Task material:
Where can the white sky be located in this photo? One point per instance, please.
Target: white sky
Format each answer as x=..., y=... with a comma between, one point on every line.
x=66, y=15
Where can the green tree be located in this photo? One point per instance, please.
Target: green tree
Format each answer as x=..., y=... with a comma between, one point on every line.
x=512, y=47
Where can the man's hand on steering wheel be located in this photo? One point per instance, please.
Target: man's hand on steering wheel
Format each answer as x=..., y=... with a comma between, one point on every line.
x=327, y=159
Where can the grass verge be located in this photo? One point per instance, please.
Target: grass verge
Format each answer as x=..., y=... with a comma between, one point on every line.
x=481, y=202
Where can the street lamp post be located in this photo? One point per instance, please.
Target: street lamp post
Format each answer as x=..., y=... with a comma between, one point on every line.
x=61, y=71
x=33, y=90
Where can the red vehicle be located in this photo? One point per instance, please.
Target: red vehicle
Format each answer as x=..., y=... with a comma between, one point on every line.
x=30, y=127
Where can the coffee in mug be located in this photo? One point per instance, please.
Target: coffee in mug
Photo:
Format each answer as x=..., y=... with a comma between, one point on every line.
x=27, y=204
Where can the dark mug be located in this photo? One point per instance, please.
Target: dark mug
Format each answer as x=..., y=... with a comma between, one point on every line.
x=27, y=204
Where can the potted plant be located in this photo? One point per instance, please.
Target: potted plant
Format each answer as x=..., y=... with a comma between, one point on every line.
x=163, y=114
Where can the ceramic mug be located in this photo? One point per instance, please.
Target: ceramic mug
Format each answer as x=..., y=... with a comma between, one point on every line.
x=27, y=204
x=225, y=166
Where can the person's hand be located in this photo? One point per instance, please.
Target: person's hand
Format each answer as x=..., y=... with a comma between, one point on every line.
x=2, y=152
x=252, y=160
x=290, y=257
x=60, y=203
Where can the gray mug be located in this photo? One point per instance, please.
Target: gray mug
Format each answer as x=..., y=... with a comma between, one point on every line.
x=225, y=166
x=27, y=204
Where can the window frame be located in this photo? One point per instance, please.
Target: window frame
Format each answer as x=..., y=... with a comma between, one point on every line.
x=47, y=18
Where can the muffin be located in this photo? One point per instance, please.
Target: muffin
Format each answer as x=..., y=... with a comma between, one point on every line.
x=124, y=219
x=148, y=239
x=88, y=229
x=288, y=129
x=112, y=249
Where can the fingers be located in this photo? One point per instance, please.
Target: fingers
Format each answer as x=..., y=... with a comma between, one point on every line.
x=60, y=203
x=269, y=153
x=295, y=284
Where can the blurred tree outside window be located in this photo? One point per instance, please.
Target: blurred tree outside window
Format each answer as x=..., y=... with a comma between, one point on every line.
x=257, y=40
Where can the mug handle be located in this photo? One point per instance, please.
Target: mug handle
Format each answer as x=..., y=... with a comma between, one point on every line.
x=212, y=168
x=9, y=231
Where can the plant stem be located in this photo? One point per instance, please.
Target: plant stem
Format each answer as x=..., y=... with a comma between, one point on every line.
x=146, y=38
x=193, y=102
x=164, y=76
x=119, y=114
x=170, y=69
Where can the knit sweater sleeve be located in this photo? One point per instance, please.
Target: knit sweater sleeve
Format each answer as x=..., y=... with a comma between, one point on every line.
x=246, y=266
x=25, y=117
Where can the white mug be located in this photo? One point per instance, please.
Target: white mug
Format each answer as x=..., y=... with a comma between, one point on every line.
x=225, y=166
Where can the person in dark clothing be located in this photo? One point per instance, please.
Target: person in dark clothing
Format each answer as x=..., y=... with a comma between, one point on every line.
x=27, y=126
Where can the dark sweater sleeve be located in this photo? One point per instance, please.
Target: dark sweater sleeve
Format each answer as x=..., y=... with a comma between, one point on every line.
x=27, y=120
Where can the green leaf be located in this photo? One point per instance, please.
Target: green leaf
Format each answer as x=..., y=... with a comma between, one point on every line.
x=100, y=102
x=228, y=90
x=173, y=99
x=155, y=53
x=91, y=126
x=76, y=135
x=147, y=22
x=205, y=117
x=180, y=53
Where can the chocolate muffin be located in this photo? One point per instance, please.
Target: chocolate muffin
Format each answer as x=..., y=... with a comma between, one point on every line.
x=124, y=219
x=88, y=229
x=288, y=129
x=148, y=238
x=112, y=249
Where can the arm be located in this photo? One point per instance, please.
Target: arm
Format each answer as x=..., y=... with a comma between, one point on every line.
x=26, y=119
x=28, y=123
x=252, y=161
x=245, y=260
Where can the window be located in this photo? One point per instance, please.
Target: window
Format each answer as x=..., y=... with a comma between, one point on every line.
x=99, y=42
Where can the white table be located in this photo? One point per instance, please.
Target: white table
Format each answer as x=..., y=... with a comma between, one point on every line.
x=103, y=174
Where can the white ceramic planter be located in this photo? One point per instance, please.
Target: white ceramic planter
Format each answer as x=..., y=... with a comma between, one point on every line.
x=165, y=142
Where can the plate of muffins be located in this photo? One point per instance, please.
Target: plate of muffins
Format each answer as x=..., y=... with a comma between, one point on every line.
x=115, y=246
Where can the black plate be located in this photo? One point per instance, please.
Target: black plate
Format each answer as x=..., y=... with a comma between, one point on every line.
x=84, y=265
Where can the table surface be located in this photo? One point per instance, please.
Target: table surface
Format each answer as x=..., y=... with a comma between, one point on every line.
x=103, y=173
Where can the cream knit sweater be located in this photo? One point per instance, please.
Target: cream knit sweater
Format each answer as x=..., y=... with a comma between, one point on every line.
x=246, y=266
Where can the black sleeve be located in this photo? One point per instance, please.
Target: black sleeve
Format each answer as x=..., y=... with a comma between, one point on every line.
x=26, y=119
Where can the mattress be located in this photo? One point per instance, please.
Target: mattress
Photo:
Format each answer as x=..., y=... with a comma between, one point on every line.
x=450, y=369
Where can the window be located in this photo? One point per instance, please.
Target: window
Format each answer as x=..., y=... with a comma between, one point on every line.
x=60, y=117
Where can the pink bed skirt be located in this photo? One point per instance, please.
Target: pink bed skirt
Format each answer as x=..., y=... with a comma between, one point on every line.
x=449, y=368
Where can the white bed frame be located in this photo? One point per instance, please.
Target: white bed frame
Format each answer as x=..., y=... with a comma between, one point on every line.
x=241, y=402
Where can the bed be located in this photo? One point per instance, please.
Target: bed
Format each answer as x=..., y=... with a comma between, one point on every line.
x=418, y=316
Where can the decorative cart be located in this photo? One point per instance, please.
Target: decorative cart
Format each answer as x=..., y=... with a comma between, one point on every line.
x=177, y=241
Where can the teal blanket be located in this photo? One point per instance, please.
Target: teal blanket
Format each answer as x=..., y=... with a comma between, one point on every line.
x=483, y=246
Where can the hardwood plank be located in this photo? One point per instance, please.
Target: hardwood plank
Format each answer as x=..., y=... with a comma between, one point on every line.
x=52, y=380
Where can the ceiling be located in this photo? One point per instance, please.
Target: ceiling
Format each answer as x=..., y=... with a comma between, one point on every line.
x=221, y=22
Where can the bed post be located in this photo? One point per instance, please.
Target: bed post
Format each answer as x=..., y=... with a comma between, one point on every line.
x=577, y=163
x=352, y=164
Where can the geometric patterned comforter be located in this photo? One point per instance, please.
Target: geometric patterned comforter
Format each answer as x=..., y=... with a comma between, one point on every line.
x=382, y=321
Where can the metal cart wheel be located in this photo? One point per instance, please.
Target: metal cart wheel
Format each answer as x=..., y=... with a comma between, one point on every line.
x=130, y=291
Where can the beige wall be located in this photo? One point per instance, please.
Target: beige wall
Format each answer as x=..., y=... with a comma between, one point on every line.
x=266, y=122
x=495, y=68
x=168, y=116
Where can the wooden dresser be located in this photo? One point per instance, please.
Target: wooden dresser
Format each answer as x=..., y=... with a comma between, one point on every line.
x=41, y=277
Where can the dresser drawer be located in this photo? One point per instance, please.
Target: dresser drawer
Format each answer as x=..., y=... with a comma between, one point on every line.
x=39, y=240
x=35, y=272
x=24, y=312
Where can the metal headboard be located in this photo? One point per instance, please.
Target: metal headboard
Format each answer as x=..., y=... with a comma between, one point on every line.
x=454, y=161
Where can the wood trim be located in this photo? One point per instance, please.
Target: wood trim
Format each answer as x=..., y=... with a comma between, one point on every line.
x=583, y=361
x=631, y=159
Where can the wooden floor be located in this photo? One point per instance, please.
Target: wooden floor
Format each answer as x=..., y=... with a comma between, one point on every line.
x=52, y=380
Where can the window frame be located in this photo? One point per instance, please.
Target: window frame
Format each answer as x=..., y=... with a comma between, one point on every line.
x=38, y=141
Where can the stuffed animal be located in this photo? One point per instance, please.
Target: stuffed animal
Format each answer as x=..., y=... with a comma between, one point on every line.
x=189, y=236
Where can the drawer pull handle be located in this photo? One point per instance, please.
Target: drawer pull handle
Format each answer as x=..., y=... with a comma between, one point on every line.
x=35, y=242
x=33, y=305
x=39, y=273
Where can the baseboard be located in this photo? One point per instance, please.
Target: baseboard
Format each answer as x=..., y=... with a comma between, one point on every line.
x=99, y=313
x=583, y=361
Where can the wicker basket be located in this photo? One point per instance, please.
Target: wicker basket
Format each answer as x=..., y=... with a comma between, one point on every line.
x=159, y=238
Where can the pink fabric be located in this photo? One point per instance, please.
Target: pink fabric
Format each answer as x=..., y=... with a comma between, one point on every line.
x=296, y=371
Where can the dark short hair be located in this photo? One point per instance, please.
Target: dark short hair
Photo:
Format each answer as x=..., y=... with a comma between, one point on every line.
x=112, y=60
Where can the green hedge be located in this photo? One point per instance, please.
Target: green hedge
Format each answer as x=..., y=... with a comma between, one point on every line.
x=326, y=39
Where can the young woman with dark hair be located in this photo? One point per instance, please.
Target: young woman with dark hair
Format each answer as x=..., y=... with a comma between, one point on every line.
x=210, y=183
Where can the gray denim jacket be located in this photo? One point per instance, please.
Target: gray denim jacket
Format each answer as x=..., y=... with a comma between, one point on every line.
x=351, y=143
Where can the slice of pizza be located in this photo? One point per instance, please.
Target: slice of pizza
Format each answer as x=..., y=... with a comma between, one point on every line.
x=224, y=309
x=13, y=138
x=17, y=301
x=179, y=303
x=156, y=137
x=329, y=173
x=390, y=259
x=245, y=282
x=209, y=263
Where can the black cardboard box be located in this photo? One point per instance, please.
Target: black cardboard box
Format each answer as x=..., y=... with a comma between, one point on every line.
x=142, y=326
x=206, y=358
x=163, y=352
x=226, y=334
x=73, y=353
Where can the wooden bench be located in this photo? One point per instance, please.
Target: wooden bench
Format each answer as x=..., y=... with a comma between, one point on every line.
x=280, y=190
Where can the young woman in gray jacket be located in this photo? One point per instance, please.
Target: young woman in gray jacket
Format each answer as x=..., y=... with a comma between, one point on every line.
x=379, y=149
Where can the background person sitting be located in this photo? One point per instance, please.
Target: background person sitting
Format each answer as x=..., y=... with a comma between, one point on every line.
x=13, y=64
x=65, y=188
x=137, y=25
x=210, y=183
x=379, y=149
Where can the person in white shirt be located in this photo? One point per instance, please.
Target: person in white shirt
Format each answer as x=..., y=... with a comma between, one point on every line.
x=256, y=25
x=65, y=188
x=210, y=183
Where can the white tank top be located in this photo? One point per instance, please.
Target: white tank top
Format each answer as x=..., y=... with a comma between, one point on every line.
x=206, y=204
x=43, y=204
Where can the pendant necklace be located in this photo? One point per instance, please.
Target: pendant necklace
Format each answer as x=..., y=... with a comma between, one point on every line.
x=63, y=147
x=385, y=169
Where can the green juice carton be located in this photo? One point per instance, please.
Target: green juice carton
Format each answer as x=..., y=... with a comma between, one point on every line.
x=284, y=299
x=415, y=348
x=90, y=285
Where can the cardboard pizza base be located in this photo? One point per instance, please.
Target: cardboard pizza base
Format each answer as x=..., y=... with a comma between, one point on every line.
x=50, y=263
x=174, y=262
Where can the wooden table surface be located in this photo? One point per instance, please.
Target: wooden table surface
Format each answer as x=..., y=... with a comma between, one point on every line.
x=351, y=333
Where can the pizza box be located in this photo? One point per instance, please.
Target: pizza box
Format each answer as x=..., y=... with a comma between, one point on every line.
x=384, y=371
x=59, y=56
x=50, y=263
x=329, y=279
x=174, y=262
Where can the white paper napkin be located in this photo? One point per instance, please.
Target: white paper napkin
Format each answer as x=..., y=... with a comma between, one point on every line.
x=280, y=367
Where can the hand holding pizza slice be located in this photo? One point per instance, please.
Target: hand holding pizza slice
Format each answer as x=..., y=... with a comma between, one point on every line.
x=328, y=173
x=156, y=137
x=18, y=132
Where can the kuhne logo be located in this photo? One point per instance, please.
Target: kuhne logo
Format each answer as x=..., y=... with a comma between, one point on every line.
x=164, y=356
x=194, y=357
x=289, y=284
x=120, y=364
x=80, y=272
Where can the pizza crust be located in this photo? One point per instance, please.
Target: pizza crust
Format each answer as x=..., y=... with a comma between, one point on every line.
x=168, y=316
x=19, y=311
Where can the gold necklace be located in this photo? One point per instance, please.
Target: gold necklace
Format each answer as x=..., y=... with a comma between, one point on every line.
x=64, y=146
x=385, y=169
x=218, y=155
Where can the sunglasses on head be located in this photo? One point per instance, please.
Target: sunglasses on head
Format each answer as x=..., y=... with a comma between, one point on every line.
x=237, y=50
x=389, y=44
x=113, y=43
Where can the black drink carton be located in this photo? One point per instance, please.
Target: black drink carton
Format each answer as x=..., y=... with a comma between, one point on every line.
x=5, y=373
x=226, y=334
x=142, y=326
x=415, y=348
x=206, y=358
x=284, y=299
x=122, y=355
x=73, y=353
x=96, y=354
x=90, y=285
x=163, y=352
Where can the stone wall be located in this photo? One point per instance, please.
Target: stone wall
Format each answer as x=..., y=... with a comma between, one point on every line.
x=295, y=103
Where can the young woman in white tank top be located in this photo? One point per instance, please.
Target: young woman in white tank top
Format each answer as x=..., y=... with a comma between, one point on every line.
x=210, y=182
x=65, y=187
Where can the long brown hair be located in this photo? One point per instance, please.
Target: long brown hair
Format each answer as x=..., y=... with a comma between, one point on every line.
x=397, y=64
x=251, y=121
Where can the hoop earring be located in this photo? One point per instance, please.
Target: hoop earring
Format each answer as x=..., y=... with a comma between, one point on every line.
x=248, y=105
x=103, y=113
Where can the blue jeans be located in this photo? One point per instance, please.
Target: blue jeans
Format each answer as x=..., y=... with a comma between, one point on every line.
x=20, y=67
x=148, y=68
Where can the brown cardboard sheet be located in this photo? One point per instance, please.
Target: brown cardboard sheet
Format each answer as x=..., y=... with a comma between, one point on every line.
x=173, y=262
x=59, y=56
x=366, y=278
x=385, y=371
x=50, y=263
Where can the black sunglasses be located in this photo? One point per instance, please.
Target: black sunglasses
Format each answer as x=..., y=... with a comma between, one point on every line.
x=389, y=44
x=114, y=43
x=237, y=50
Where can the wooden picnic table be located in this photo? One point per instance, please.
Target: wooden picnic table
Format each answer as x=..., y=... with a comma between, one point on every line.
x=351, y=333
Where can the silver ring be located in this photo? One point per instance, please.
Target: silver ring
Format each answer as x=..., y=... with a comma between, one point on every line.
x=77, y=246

Work to complete:
If a line in the records above has the word "cream", copy it out.

Problem solution:
Where can the cream knit sweater be located in this photo? One point per instance, please.
Target: cream knit sweater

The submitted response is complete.